Pensioni a rischio, l’Inps lancia l’allarme: i dati

Stando a quanto emerso nella relazione di Roberto Ghiselli, presidente del Consiglio di Indirizzo e Vigilanza (Civ), l’Inps si troverebbe in una situazione alquanto allarmante. Nel giro di 10 anni il bilancio dell’Ente scenderà di 22 miliardi, passando da +23 miliardi nel 2023 a -45 miliardi nel 2032, con dei risultati di esercizio negativi che peggiorano nel decennio da -3 miliardi a -20 miliardi. Secondo Ghiselli il problema sarebbe da ricondurre ad una “combinazione di due tendenze, l’aumento della longevità e la bassa fecondità, che provocano la cosiddetta inversione nella piramide delle età”. Nemmeno il saldo positivo dei flussi migratori sarebbe di fatto sufficiente a bilanciare il saldo negativo della dinamica naturale. 

“Il tendenziale calo demografico già ora determina uno squilibrio notevole fra le coorti interessate o prossime al pensionamento, e quelle in ingresso nel mercato del lavoro, con una contrazione tendenzialmente crescente della popolazione attiva”. A preoccupare sarebbe dunque l’incremento del numero di pensionati rispetto a quello dei lavoratori attivi. Un trend strettamente legato sia alla denatalità sia all’aumento delle aspettative di vita.

Gli effetti sulle pensioni

L’incertezza complessiva riguarderebbe in particolare l’adeguatezza delle future prestazioni pensionistiche, legata più alle condizioni lavorative e reddituali maturate nel corso della carriera lavorativa che al sistema di calcolo pensionistico. “Il rischio di una diffusa inadeguatezza dei futuri trattamenti pensionistici potrà dipendere dalla discontinuità nel lavoro e quindi nella contribuzione, dai bassi livelli di reddito, dall’irregolarità nei rapporti di lavoro”. Conclude Ghiselli all’interno della sua relazione.

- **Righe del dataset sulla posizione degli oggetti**

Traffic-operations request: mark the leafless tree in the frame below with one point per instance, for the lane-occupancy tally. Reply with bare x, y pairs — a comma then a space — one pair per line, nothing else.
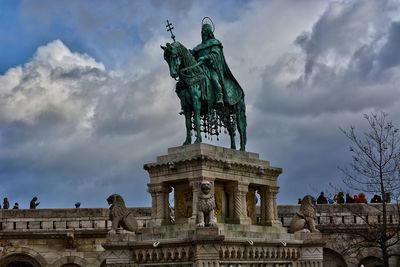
374, 169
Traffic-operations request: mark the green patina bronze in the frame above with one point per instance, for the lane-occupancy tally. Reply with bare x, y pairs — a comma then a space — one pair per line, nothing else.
211, 98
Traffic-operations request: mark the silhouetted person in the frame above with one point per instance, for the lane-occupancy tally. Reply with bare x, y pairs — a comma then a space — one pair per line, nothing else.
349, 199
340, 198
33, 203
322, 199
361, 198
386, 197
6, 204
376, 199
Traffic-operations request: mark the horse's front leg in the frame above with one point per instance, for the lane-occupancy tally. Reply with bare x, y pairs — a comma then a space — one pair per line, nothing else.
196, 95
188, 122
231, 131
242, 124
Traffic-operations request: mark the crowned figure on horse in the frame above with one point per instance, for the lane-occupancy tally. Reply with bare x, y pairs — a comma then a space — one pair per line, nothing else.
211, 98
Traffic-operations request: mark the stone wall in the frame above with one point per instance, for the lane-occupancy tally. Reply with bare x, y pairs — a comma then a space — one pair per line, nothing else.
56, 237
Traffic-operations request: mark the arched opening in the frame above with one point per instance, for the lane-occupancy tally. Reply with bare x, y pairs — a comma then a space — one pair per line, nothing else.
19, 260
371, 261
333, 259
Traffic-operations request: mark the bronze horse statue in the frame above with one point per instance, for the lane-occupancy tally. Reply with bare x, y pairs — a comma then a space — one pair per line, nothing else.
198, 101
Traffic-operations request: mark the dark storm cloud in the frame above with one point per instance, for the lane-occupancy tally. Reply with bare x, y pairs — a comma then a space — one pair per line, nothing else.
341, 72
78, 125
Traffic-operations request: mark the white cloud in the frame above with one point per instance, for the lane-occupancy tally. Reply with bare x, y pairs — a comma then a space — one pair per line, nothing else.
307, 68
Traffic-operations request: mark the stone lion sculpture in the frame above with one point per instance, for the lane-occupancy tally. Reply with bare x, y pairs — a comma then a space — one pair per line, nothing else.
120, 215
304, 219
206, 205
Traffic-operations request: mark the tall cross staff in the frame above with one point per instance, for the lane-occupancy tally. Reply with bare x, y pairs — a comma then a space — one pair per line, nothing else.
169, 29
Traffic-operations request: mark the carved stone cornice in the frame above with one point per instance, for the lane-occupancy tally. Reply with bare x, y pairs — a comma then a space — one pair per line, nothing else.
218, 162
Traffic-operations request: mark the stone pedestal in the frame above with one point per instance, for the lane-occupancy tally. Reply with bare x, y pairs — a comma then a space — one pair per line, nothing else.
235, 175
237, 239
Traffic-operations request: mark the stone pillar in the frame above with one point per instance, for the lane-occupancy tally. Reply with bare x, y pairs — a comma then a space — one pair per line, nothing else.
160, 203
239, 203
269, 210
251, 205
195, 189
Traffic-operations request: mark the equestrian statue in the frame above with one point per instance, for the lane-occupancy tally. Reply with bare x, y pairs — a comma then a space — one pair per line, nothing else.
210, 96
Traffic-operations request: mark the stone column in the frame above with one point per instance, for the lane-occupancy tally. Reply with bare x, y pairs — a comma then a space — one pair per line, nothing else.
239, 203
195, 189
269, 211
160, 203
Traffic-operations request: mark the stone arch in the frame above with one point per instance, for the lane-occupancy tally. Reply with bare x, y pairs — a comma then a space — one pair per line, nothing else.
371, 261
70, 261
23, 256
333, 258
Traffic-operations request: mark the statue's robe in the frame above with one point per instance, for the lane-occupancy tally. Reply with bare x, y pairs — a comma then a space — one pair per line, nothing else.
212, 48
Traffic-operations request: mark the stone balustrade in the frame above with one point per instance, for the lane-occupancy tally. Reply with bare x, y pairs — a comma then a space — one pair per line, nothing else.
26, 220
344, 214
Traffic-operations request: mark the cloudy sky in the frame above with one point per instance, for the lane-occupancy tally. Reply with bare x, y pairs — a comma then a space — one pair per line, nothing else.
86, 98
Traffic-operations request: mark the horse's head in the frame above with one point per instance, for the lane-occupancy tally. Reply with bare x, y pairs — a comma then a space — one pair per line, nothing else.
171, 55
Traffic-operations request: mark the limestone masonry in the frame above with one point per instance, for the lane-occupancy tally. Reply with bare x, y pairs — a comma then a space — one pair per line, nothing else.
247, 233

- **Consegna**
Nel brano sulle pensioni Inps, quali due tendenze indica Ghiselli come origine del problema? Le voci qui riportate sono materiale a sé, distinto dal brano.

- **Compito svolto**
L'aumento della longevità e la bassa fecondità.